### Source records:
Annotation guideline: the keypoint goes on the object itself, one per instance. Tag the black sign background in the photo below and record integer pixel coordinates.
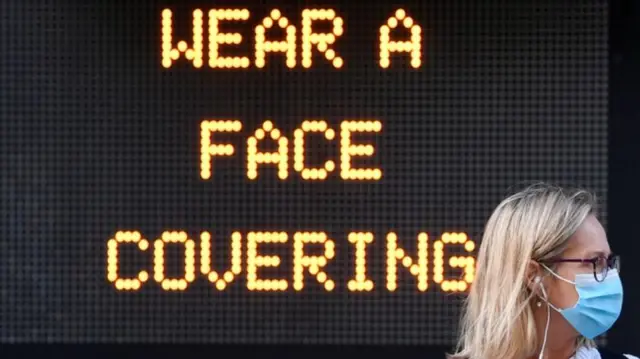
(97, 137)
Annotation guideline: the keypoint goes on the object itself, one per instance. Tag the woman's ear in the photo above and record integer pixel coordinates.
(533, 276)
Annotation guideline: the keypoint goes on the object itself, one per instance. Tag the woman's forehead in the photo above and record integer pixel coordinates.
(590, 240)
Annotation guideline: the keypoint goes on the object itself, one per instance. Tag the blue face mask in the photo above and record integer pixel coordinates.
(599, 303)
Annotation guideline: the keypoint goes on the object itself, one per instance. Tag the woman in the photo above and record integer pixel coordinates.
(546, 282)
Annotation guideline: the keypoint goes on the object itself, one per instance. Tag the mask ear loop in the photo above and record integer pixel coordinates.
(546, 328)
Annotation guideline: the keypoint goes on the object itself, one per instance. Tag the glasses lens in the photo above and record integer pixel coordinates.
(614, 262)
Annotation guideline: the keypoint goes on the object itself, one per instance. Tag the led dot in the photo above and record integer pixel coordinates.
(329, 285)
(469, 246)
(407, 22)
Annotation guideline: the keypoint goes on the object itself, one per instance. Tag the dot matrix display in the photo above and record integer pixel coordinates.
(282, 171)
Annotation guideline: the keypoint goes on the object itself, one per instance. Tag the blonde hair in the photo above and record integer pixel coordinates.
(532, 224)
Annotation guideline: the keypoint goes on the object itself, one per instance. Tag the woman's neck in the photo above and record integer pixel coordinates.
(561, 338)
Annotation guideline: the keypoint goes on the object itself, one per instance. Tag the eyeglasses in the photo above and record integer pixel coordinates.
(601, 264)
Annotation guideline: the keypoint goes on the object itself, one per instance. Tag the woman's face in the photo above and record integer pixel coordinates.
(589, 241)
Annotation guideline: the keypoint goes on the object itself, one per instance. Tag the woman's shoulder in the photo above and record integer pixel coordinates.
(601, 353)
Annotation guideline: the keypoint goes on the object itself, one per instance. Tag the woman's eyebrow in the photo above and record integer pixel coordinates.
(598, 253)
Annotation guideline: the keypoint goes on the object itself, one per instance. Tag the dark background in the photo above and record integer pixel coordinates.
(96, 136)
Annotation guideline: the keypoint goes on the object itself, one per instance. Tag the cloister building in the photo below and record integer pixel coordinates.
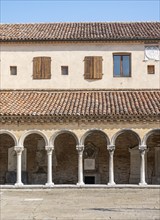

### What this task involves:
Reproduce the records above word for word, without the images.

### Output below:
Annotation guideline: the keypoint goes on the object itself, one per instance. Tag the black sign background in the photo below and record integer pixel coordinates.
(97, 137)
Annotation guideline: the keypoint goes on the object itself, one per instance. Tag the woman's ear in the photo above and record integer pixel coordinates.
(533, 276)
Annotation guideline: the keypoint goes on the object itself, one per instance. Tag the woman's forehead in the photo above and record integer pixel coordinates.
(590, 240)
Annotation guideline: the keypoint goes on the object itself, one per instance. Tag the blue face mask in the photo above and record integer pixel coordinates.
(599, 303)
Annotation guideline: the keypoint goes on the object itself, one per instance. Tag the woman in the photo above and record integer pixel coordinates.
(546, 282)
Annotation guideline: the keypoint goes on the object itself, one per instance. Tag the mask ear loop in the photo above and record integer pixel coordinates.
(546, 328)
Annotation guideline: the keypoint goes on the object itself, one per instance. Tag the glasses lens in the photo above and record integer pixel coordinates.
(614, 262)
Annotation guideline: the keypoint goes on the object itself, one per instance. Tag the led dot in the photo above and record integer pixel coordinates.
(329, 285)
(469, 246)
(407, 22)
Annotation guideline: the keypoint goes on the object itself, one per instance. Tag the dot matrix display in the photo above and record integer pixel coordinates.
(282, 171)
Annotation guideline: the keypoint goes on the object itself, one per instance. Tag the blonde hair in the photo above and record integer pixel coordinates.
(532, 224)
Annotation guideline: the keypoint goes on the object itself, one per instance. Tag the woman's neck in the photo above and record integer pixel coordinates.
(561, 338)
Annotation guideline: the keypoint goes on the object itself, one per instance. Tag the eyeglasses in the photo above and record integer pixel coordinates.
(601, 264)
Annotation guideline: the keypoint goes on the object itself, one per instance. Tag the woman's face in the photo above and record integer pixel coordinates.
(589, 241)
Annotation guideline: the keypoint goes on the object itself, one per instance. Tag the woman's shoulder in the photo above and record integer pixel coordinates.
(601, 353)
Annotation guideline: the keypoint goes on the object itself, one per instance. Tag the woman's eyebrow in the photo above and record integer pixel coordinates.
(598, 253)
Annotation guideline: the keypoint goes on the object itself, one per instance. Tag the dark background in the photo above and record integer pixel coordinates.
(96, 136)
Annotation guideline: the keypoint goes on the object itself, one per instance. Tag the cloister building in the photo below and record integer pixel coordinates.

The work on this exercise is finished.